* Tasks
**a.** Echo the passage of the article on generics reimbursement in Europe from "Resistance stalls action" to "not — on board.", word for word.
**b.** Decide whether each statement agrees with the article on generics reimbursement in Europe, answering yes or no and quoting the deciding words: (i) The Council is where the member states make their decisions. (ii) Spain is one of only a few member states to have toyed with granting generics pricing and reimbursement status automatically. (iii) The national authorities that responded to the consultation all wanted a shorter time limit for generic medicines.
**c.** Name every EU body that the article on generics reimbursement in Europe presents as a leg of the "three-legged stool of EU rules."
Top of Text shown
Whatever Happened To Faster Reimbursement For Generics In Europe? - Pharmaceutical Executive


Whatever Happened To Faster Reimbursement For Generics In Europe?

Pharmaceutical Executive

Resistance stalls action

So why has the anniversary slipped by without much remark? Why were the bold intentions only "almost agreed," and why was outline consensus reached only "within most" of the EU institutions? Because even though the Commission and the parliament were closely aligned, the three-legged stool of EU rules was missing one leg — the Council, where the 28 member states make their decisions. Without the national governments on board, this legislation could go nowhere. And national governments were not — and still are not — on board.

Part of the resistance in the Council came from member states' concerns about being forced to work more quickly. Granting pricing and reimbursement status to generic products automatically or immediately where decisions have been made on the corresponding originator just hasn't caught on — Spain is one of only a handful of member states to have toyed with the idea. Most of the others have no desire to amend the rules so as to shorten the time limits for the pricing and reimbursement of generics. During the consultation process on the proposal, half of the national authorities and public health insurance bodies that responded took the view that the current time limit of 180 days should be maintained for generic medicines. They say that changes to their current procedures would entail a significant additional burden. As the Commission has laconically observed, "these positions indicate that a reduction of processing times for generic medicines is unlikely to happen across the EU at the sole initiative of member states."
Bottom of Text shown
Top of Entries shown
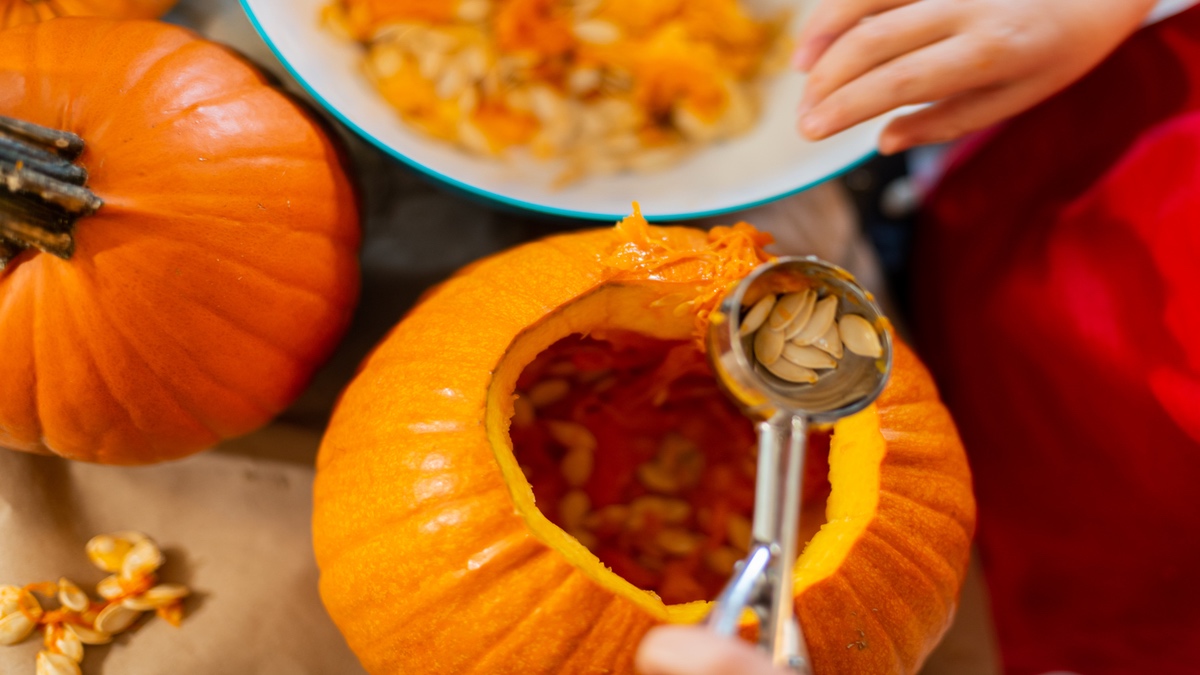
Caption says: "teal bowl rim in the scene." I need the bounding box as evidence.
[238,0,878,222]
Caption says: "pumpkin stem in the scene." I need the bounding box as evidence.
[0,117,103,270]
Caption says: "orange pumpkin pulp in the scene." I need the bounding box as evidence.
[313,207,974,675]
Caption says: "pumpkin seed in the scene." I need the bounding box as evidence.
[37,650,82,675]
[767,291,812,330]
[0,611,36,645]
[792,295,838,346]
[725,514,754,552]
[121,539,163,579]
[558,490,592,531]
[784,289,817,340]
[527,378,571,408]
[571,19,620,44]
[812,323,842,359]
[96,574,125,601]
[637,464,680,495]
[654,527,700,556]
[629,495,691,525]
[764,359,817,384]
[838,313,883,359]
[546,419,596,452]
[754,325,786,366]
[66,623,113,645]
[121,584,191,611]
[46,623,83,663]
[566,68,601,96]
[784,342,838,369]
[96,603,142,635]
[59,577,91,611]
[704,546,742,577]
[738,293,778,336]
[559,446,595,488]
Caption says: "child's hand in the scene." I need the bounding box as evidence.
[794,0,1154,154]
[636,626,787,675]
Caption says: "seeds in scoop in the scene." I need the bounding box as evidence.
[738,294,776,335]
[66,623,113,645]
[775,291,817,340]
[812,323,842,359]
[792,295,838,343]
[754,327,786,365]
[654,527,700,556]
[764,359,817,384]
[704,546,742,577]
[767,291,806,330]
[558,490,592,531]
[96,603,142,635]
[784,342,838,368]
[838,313,883,359]
[96,574,125,601]
[559,446,595,488]
[37,650,80,675]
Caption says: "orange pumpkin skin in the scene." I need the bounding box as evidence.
[0,0,178,29]
[0,18,359,464]
[313,222,974,675]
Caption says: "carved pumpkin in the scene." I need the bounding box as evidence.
[0,18,359,464]
[0,0,178,29]
[313,215,974,675]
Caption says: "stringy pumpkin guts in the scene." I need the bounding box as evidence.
[0,531,191,675]
[324,0,784,184]
[510,331,829,604]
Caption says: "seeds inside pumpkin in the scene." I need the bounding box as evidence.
[509,333,828,604]
[738,283,883,384]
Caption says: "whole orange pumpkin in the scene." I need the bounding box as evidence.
[0,18,359,464]
[0,0,179,29]
[313,215,974,675]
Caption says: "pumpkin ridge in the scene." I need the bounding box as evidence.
[838,573,913,669]
[93,282,272,432]
[866,521,961,595]
[880,488,974,542]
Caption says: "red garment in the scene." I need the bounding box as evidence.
[913,10,1200,675]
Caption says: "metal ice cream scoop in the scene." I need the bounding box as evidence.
[707,257,892,675]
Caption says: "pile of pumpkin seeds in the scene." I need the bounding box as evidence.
[738,288,883,384]
[0,531,190,675]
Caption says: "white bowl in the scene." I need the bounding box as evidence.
[241,0,894,221]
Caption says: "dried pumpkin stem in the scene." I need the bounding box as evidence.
[0,118,103,270]
[0,115,83,161]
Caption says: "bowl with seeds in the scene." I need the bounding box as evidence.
[241,0,902,221]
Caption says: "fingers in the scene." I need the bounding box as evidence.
[792,0,917,72]
[800,35,1001,141]
[635,626,784,675]
[880,82,1055,155]
[800,2,956,115]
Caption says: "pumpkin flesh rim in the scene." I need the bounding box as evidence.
[485,280,886,625]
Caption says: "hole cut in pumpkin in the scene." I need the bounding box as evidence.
[509,330,830,604]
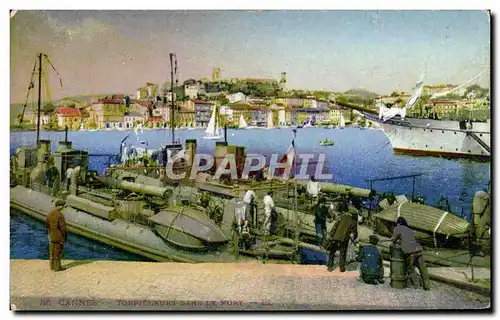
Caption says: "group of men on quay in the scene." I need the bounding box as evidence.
[46,177,430,290]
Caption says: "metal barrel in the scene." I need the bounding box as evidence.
[390,245,407,289]
[96,177,172,199]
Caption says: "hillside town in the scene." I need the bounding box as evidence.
[11,68,490,130]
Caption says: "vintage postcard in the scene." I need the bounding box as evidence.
[10,10,492,311]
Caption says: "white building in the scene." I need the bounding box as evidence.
[23,111,50,125]
[226,92,247,103]
[123,111,144,129]
[219,106,233,121]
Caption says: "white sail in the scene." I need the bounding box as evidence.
[205,106,216,135]
[429,69,488,99]
[267,111,274,128]
[238,114,248,129]
[405,80,424,108]
[203,106,222,140]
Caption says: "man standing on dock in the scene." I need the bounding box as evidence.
[45,200,68,271]
[391,217,430,290]
[325,202,358,272]
[243,189,257,227]
[263,191,274,235]
[314,197,330,247]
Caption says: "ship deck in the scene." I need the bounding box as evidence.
[10,260,490,311]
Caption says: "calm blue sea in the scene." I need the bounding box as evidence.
[10,128,490,260]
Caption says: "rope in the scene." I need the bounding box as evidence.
[398,200,408,218]
[45,55,62,87]
[432,212,448,248]
[429,69,488,99]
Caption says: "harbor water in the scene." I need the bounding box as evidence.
[10,128,490,263]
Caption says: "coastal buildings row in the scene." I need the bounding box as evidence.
[22,98,350,130]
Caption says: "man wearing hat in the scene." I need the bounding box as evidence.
[314,197,330,247]
[45,200,68,271]
[325,203,358,272]
[358,234,384,284]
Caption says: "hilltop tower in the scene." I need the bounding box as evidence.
[280,72,286,89]
[212,68,220,82]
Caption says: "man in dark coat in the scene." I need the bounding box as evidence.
[358,235,384,284]
[325,204,358,272]
[45,200,68,271]
[314,197,330,247]
[391,217,430,290]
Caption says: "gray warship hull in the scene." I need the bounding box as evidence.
[10,186,256,263]
[365,113,491,161]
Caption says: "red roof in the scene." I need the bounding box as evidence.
[93,99,125,104]
[56,107,82,117]
[428,99,460,104]
[191,99,211,104]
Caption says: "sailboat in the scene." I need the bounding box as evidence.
[303,120,313,128]
[238,114,248,129]
[339,112,345,129]
[203,106,222,140]
[266,111,274,129]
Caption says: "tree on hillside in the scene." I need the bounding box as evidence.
[42,102,56,113]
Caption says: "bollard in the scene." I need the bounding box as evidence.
[390,244,407,289]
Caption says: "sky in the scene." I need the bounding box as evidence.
[10,10,490,102]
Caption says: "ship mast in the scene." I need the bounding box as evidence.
[170,53,177,145]
[36,53,42,146]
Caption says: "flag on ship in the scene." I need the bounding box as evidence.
[276,130,297,178]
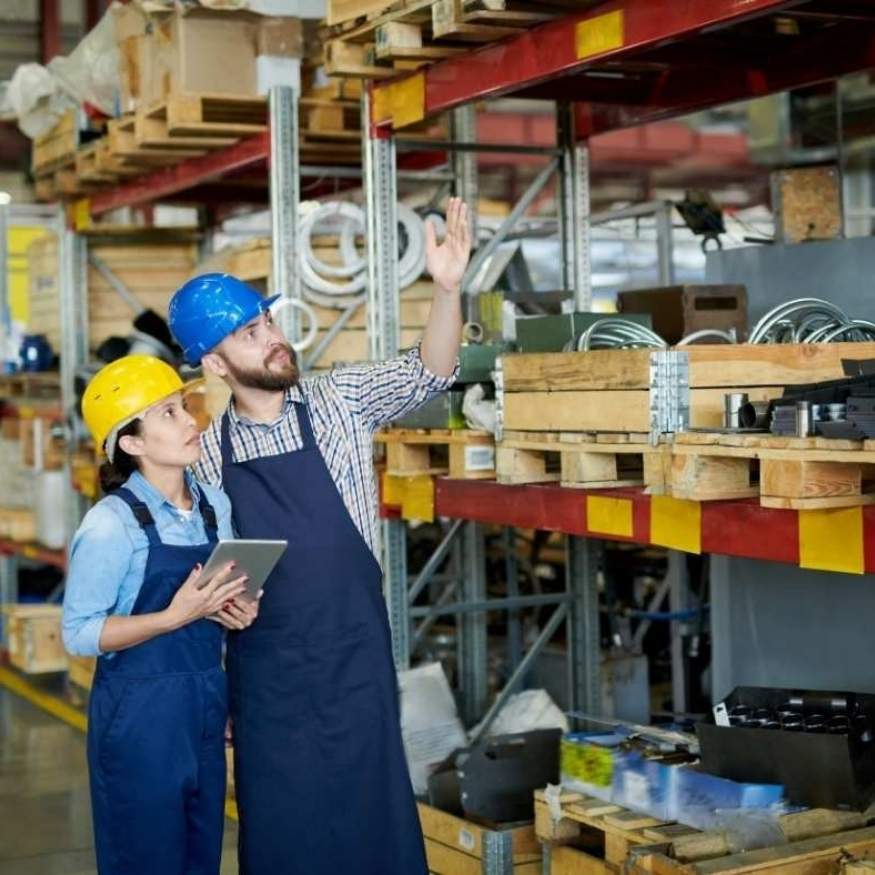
Bottom of Entries shown
* Solutions below
**a.**
Resistance stalls action

So why has the anniversary slipped by without much remark? Why were the bold intentions only "almost agreed," and why was outline consensus reached only "within most" of the EU institutions? Because even though the Commission and the parliament were closely aligned, the three-legged stool of EU rules was missing one leg — the Council, where the 28 member states make their decisions. Without the national governments on board, this legislation could go nowhere. And national governments were not — and still are not — on board.

**b.**
(i) Yes: "the Council, where the 28 member states make their decisions."
(ii) Yes: "Spain is one of only a handful of member states to have toyed with the idea."
(iii) No: "half of the national authorities and public health insurance bodies that responded took the view that the current time limit of 180 days should be maintained for generic medicines."

**c.** The Commission, the parliament, and the Council.